> _Given data_:

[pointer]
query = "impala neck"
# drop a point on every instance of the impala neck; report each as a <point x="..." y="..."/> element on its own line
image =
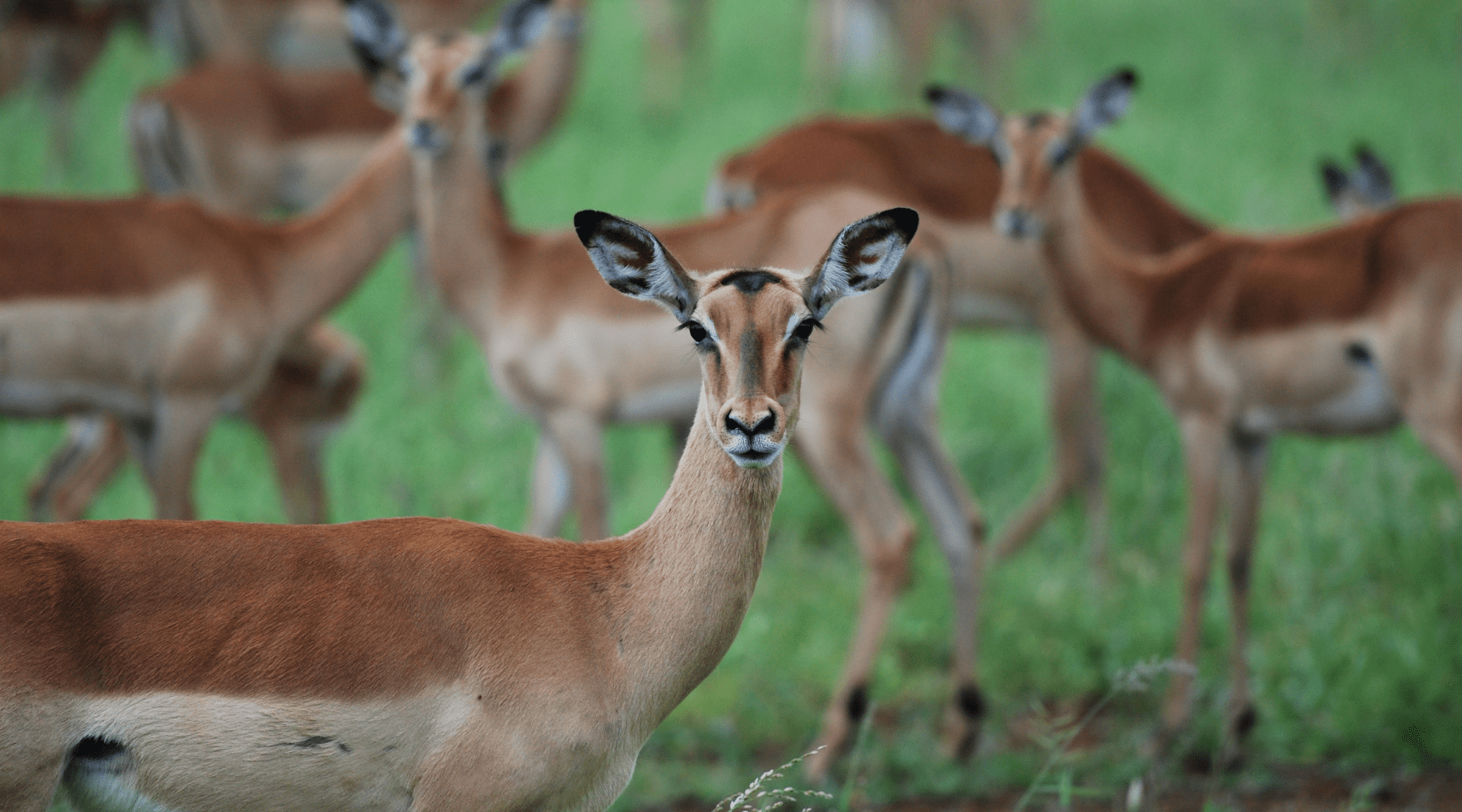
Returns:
<point x="692" y="570"/>
<point x="1094" y="275"/>
<point x="467" y="235"/>
<point x="323" y="256"/>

> _Exercise directions_: The answer must be every line from the records above that contains the word "neck", copied out.

> _Result for this task_:
query = "impala neck"
# drop a point on every instance of the impala neck; report each as a <point x="..." y="..."/> element on its own line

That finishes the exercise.